§ TASK OBJECTIVE
Go through the entries and tally the lines containing the word "query". Only the total is wanted.

+++ DATA EXTRACTS

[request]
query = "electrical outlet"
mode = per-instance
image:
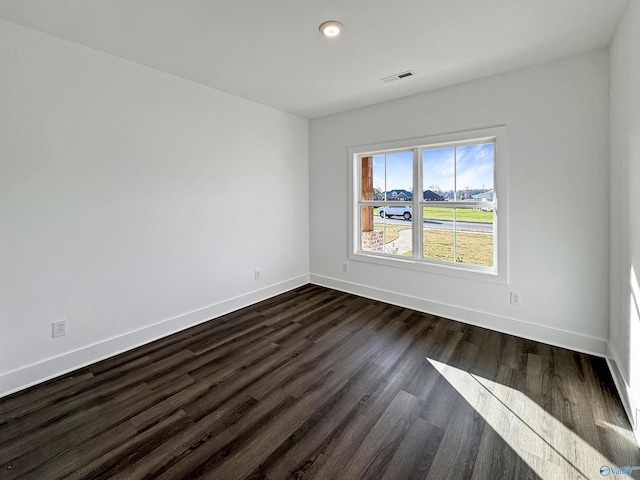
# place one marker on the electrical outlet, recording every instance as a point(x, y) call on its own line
point(58, 329)
point(514, 299)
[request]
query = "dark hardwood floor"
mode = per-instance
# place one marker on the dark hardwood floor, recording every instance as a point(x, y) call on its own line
point(319, 384)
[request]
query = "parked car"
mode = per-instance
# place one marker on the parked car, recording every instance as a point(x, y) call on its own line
point(403, 211)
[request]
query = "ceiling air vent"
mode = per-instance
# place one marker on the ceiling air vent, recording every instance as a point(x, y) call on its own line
point(398, 76)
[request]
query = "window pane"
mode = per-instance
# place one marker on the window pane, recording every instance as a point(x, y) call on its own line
point(391, 235)
point(474, 172)
point(392, 176)
point(474, 236)
point(438, 174)
point(467, 240)
point(438, 234)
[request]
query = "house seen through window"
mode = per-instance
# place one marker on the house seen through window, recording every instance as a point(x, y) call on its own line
point(429, 204)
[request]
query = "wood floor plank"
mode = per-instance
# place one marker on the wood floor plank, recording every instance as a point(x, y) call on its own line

++++++

§ RESPONSE AREA
7